[Short exercise] Return the part of the forum thread on Chubbs' tongue shot that starts at the words "## ThrillHouse (Jul" and stops after "DMBizeau (Jul 12, 2010)", copied word for word.

# Chubbs' tongue shot



## striggs (Jul 12, 2010)

1 o' those hard 2 catch tongue shots. wish it were closer.


----------



## juggernaut (Jul 12, 2010)

Big old boy with his long tongue. It is hard to catch a good pic with there tongue out. Ha


----------



## striggs (Jul 12, 2010)

yea it is, he was showin off 4 da ladies lol


----------



## juggernaut (Jul 12, 2010)

Hahaha he's like hey ladies cheak out my big tongue.


----------



## ThrillHouse (Jul 12, 2010)

that tegu is amazing. i love when they grow big and sturdy like that. nice shot also.


----------



## DMBizeau (Jul 12, 2010)

someone would say it wasn't real if they didnt know better. Tongue flicks and yawning shots are such cool pics. Great gu


----------



## tora (Jul 12, 2010)

I wanna squish those big 'ol cheeks! 
I love it when they get that big & bulky, this is a great pic.


----------



## striggs (Jul 12, 2010)

Yea Juggernaut, da ladies luv cn da tongue lol. Thanx Thrill. Ay DMB, i get dat all da time till he flicks his tongue or turns his head. Lol @ Tora, thank u.


----------



## txrepgirl (Jul 12, 2010)

this is one cool picture. He looks so huge lol. I love the big cheeks, too. You have been posting some very nice pictures of him  .


----------



## striggs (Jul 13, 2010)

Thanx again Txrepgirl


----------



## txrepgirl (Jul 13, 2010)

Your welcome  .


----------



## Kingwolf26 (Jul 14, 2010)

Is he a chacoan giant?


----------



## striggs (Jul 14, 2010)

Nah Kingwolf he's not.


----------

[Data]

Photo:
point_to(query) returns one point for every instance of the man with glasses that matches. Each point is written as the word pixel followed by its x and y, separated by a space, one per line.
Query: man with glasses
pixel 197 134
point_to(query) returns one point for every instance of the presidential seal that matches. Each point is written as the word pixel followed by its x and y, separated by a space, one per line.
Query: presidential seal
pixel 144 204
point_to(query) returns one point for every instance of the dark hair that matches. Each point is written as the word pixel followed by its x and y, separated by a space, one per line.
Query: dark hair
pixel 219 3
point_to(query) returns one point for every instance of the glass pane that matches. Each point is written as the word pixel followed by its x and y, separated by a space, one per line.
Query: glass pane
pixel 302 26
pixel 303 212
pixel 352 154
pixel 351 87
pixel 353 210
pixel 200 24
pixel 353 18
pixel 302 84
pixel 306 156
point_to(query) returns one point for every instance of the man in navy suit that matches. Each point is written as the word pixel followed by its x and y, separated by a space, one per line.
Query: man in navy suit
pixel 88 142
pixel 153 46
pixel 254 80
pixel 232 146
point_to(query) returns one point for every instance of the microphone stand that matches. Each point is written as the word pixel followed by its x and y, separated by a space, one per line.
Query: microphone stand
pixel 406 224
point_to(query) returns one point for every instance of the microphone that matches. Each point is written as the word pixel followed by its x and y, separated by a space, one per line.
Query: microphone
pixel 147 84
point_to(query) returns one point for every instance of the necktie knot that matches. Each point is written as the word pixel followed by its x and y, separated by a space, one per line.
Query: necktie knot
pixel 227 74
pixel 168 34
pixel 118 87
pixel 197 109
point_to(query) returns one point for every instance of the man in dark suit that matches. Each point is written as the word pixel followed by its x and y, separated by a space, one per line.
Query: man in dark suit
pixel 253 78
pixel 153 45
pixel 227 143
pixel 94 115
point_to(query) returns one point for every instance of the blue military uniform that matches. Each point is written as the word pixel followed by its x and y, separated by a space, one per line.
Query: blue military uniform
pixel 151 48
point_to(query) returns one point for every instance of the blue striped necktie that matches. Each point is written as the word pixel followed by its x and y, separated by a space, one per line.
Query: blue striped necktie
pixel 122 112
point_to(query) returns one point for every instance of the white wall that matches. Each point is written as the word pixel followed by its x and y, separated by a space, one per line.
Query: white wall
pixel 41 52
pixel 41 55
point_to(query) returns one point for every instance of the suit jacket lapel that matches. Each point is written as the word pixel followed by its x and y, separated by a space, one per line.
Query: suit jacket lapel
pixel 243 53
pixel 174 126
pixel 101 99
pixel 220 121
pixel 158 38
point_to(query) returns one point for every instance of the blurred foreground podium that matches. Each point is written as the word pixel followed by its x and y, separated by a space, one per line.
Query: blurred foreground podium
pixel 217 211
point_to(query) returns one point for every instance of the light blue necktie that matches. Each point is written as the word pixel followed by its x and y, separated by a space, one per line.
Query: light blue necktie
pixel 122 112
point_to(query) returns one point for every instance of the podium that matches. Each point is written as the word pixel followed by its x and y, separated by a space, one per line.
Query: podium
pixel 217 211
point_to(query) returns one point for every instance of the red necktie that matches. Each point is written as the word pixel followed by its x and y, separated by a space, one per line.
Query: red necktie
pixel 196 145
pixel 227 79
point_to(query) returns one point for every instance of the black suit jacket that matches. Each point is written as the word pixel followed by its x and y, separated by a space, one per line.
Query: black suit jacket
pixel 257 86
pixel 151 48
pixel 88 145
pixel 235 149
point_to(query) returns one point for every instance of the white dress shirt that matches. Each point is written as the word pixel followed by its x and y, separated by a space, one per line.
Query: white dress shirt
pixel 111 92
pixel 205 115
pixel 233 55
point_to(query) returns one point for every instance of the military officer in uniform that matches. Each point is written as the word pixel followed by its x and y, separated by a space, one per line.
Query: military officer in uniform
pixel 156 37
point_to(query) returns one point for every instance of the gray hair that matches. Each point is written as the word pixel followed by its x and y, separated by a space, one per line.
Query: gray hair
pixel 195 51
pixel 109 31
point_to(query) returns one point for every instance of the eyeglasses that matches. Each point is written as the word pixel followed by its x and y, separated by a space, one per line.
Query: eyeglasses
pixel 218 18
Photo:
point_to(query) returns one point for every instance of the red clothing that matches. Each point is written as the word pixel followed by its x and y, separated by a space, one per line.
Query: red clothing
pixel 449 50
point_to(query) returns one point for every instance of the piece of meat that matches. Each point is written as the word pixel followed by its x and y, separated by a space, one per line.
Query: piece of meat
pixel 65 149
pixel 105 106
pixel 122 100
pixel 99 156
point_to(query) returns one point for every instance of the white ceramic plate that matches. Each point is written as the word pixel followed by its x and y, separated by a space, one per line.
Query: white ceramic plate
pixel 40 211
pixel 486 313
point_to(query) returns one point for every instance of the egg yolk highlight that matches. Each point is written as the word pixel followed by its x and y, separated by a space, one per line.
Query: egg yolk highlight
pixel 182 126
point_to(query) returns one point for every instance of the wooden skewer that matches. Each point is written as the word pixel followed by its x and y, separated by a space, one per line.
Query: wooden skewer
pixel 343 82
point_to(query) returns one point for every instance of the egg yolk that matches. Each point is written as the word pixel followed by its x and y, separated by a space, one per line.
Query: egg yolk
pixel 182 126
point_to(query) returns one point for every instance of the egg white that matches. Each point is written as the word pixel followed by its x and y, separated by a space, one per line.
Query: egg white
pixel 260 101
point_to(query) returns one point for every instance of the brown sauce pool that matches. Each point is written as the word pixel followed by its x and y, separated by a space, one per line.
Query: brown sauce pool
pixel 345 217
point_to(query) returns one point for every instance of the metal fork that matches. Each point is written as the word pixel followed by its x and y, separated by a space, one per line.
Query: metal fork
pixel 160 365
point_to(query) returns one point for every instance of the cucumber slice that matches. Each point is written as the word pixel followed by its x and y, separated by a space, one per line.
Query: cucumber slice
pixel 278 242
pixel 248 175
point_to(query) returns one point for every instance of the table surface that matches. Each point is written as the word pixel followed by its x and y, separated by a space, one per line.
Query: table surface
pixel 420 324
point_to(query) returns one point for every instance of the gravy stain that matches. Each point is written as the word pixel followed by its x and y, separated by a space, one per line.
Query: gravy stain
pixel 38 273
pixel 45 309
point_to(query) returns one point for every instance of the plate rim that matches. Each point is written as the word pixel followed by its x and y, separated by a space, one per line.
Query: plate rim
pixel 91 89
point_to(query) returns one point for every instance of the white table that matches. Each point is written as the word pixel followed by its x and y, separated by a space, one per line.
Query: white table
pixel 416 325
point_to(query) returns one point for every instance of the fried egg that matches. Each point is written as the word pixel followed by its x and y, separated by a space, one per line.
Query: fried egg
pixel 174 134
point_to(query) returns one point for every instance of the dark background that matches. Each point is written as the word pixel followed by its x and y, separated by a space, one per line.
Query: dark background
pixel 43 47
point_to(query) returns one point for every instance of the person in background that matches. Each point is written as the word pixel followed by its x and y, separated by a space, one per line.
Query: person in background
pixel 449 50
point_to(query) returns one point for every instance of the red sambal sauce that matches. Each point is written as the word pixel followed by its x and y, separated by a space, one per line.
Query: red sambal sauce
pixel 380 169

[Solution for this problem]
## ThrillHouse (Jul 12, 2010)

that tegu is amazing. i love when they grow big and sturdy like that. nice shot also.


----------



## DMBizeau (Jul 12, 2010)